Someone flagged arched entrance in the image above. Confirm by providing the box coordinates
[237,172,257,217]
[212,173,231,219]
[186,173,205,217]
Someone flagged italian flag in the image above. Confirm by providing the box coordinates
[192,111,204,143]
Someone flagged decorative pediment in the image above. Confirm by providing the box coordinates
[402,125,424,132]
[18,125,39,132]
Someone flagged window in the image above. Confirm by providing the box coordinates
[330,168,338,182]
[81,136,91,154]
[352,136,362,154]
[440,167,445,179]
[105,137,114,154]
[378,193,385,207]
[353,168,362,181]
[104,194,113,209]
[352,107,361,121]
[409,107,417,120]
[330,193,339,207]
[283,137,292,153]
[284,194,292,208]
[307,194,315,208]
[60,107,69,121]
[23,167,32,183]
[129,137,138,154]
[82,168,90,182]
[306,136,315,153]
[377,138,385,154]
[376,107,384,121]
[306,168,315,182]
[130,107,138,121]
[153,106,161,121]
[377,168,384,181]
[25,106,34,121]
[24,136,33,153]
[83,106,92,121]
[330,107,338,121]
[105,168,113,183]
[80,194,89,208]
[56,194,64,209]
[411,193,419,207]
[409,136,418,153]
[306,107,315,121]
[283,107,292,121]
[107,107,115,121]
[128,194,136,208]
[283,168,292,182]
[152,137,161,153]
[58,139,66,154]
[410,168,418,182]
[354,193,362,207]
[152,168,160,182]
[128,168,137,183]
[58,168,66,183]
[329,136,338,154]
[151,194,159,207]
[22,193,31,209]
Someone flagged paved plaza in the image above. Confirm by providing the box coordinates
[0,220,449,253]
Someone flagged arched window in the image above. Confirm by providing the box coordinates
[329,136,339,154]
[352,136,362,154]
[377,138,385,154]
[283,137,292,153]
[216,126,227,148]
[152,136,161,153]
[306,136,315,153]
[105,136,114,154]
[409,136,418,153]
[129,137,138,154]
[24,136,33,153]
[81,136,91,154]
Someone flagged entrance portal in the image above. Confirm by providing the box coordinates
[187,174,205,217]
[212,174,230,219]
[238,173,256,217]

* * * * * * *

Aim of the exercise — Exactly as they stand above, repeat all the records.

Completed task —
Someone flagged arched entrance in the image above. Confirm by providing the box coordinates
[237,172,257,217]
[212,173,231,219]
[186,173,205,217]
Someone flagged italian flag in the image above. Confirm by providing the box coordinates
[192,111,204,143]
Someone flagged decorative pediment in the image above. Confirm by providing the box coordinates
[402,125,424,132]
[18,125,39,132]
Someone flagged window in the image above. Confirm by providing the box coordinates
[330,168,338,182]
[81,136,91,154]
[352,136,362,154]
[440,167,445,179]
[105,137,114,154]
[378,193,385,207]
[353,168,362,181]
[104,194,113,209]
[352,107,361,121]
[409,107,417,120]
[330,193,339,207]
[283,137,292,153]
[284,194,292,208]
[307,194,315,208]
[60,107,69,121]
[23,167,32,183]
[129,137,138,154]
[82,168,90,182]
[306,136,315,153]
[377,138,385,154]
[376,107,384,121]
[306,168,315,182]
[130,107,138,121]
[153,106,161,121]
[377,168,384,181]
[25,106,34,121]
[24,136,33,153]
[83,106,92,121]
[330,107,338,121]
[105,168,113,183]
[80,194,89,208]
[56,194,64,209]
[411,193,419,207]
[409,136,418,153]
[306,107,315,121]
[283,107,292,121]
[107,107,115,121]
[128,194,136,208]
[283,168,292,182]
[152,137,161,153]
[58,139,66,154]
[410,168,418,182]
[354,193,362,207]
[152,168,160,182]
[128,168,137,183]
[58,168,66,183]
[329,136,338,154]
[151,194,159,207]
[22,193,31,209]
Someone flagged paved plaza in the image above. Confirm by providing the box coordinates
[0,220,449,253]
Someone flagged arched window in the image above. Confirm by providing the box coordinates
[329,136,339,154]
[352,136,362,154]
[377,138,385,154]
[283,137,292,153]
[216,126,227,148]
[152,136,161,153]
[306,136,315,153]
[105,136,114,154]
[409,136,418,153]
[129,137,138,154]
[24,136,33,153]
[81,136,91,154]
Someone flagged entrance portal in the image above. Confirm by providing the box coordinates
[187,174,205,217]
[212,174,230,219]
[238,173,256,217]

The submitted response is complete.